## EXERCISE OBJECTIVE
Write out, without any changes, the part of the material that begins with the line containing "Return one point per instance of the open" and continues through the end of the material.

## Pointing material
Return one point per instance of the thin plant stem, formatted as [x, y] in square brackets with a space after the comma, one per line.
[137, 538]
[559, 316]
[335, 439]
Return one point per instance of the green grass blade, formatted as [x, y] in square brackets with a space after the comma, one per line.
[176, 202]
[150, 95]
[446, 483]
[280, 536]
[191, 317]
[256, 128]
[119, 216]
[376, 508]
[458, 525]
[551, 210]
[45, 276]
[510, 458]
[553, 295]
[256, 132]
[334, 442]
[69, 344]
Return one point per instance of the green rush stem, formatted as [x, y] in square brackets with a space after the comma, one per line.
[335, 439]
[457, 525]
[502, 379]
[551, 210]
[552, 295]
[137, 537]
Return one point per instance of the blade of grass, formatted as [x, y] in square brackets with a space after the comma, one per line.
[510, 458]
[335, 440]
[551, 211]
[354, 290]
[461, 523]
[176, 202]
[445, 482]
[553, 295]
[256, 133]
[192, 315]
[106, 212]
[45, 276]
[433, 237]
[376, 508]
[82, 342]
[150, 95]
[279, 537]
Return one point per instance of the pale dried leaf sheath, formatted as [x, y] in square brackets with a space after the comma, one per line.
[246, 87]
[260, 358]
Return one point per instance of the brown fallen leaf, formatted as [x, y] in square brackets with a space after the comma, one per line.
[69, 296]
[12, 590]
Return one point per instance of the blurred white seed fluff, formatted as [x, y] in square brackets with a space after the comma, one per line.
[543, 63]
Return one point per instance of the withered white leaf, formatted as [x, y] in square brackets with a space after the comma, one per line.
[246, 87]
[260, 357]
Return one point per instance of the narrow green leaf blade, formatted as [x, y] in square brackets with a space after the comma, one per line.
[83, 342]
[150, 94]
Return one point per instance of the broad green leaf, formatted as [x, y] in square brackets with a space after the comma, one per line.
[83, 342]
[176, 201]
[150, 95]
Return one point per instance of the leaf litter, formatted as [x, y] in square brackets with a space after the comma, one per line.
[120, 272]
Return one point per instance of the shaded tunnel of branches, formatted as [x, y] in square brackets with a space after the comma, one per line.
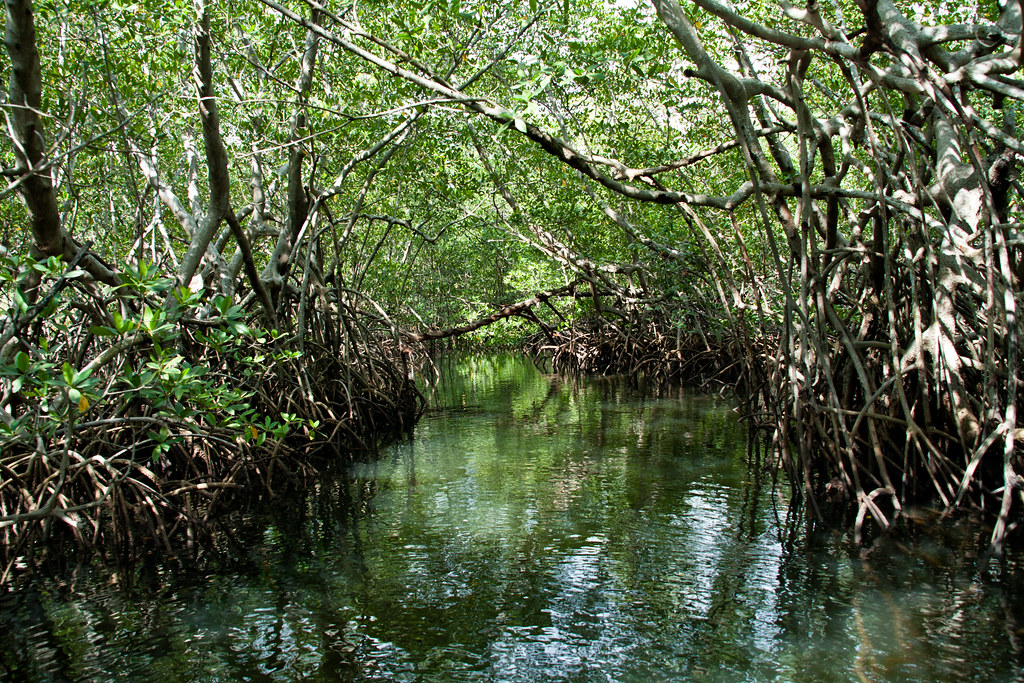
[846, 253]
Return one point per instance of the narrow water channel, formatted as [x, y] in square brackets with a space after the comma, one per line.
[539, 529]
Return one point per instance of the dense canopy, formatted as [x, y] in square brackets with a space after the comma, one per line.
[229, 228]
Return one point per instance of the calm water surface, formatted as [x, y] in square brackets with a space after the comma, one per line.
[535, 529]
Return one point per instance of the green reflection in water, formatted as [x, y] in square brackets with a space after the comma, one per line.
[537, 529]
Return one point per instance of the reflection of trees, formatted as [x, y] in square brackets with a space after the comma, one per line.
[512, 536]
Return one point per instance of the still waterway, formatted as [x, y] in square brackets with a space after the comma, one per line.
[538, 529]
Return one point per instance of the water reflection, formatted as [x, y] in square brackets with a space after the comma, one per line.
[537, 529]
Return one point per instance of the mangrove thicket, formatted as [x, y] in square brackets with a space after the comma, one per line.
[232, 231]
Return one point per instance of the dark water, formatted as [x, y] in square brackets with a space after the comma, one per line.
[538, 530]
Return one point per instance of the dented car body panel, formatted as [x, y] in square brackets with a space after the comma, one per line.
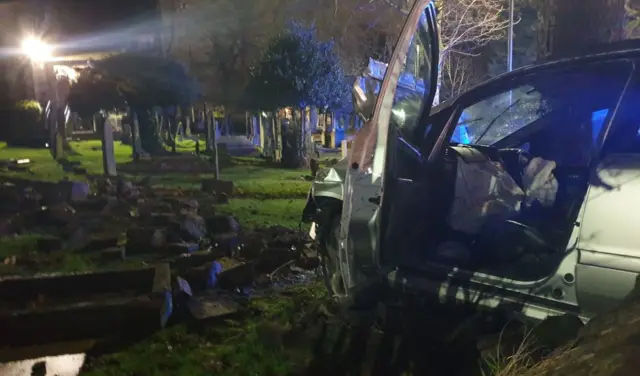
[518, 195]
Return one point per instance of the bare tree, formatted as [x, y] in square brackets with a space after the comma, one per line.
[592, 22]
[458, 74]
[362, 29]
[465, 26]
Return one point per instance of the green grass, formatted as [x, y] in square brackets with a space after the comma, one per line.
[252, 177]
[254, 345]
[263, 213]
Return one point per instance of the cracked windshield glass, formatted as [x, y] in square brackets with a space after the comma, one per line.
[491, 120]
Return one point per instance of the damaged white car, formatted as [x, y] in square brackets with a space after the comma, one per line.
[521, 194]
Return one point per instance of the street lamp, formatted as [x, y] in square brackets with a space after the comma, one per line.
[36, 50]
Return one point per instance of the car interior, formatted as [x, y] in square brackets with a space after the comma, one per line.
[510, 207]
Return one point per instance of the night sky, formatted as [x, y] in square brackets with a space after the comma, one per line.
[79, 17]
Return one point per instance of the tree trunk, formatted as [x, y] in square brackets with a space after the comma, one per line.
[149, 137]
[108, 154]
[212, 144]
[136, 142]
[568, 27]
[278, 141]
[209, 130]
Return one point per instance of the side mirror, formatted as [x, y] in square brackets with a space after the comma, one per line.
[364, 102]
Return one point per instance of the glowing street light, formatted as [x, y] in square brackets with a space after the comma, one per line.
[37, 50]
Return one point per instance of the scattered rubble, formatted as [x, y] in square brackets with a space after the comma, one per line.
[114, 222]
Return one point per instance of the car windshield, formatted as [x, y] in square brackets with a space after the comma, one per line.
[489, 121]
[551, 97]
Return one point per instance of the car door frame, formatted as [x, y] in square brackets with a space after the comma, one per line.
[532, 299]
[360, 263]
[600, 264]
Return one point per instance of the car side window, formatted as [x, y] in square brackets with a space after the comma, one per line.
[566, 105]
[497, 116]
[408, 101]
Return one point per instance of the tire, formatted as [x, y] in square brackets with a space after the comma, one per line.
[329, 244]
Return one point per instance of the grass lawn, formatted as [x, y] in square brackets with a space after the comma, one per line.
[259, 343]
[252, 177]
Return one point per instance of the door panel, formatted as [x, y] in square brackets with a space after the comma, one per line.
[407, 88]
[550, 110]
[609, 240]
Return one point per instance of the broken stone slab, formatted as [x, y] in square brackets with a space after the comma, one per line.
[217, 186]
[60, 214]
[177, 249]
[49, 244]
[78, 240]
[194, 259]
[97, 243]
[222, 224]
[236, 277]
[192, 227]
[18, 168]
[210, 306]
[158, 219]
[227, 243]
[272, 259]
[113, 254]
[74, 191]
[145, 240]
[44, 309]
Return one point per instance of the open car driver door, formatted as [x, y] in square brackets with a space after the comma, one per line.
[412, 70]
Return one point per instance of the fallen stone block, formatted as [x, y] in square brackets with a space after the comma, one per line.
[226, 243]
[59, 214]
[177, 249]
[113, 254]
[145, 240]
[45, 309]
[236, 277]
[100, 243]
[221, 224]
[158, 219]
[192, 227]
[210, 306]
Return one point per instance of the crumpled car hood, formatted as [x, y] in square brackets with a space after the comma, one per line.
[329, 181]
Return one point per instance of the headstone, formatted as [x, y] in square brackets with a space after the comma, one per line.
[344, 148]
[108, 154]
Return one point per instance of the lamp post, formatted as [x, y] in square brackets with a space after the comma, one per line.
[510, 37]
[40, 54]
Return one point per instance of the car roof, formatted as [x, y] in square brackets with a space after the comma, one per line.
[610, 51]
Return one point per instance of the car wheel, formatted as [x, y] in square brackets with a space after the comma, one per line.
[329, 243]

## RESULT
Return one point per instance of the open car driver door, formatted as [x, y] in square brackets with a space after the comma, one per line.
[412, 70]
Return one point per instance of the fallen stone block, formatted as [x, y] in square brackets with a space after the comma, one per line.
[226, 243]
[59, 214]
[177, 249]
[113, 254]
[145, 240]
[45, 309]
[236, 277]
[100, 243]
[221, 224]
[158, 219]
[192, 227]
[210, 306]
Return one point per instance of the crumpled car hood, formatted as [x, y] in square brackets with a space after the comma, one per line.
[329, 181]
Return one point per instance of the headstone, formatted as [x, y] in square brackets with a space after the comma, one per line.
[344, 148]
[108, 154]
Return one point per instance of the lamp post, formatted as [x, y] in square brackets with a space after the comma, one per line.
[510, 37]
[40, 54]
Return one point per instance of the car roof, formatted as [x, y] in square brackets with a space after the comma, one per line.
[610, 51]
Return one point per instance of the car wheel, formatted as [x, y] in square brackets with a space after the comma, one per line.
[329, 243]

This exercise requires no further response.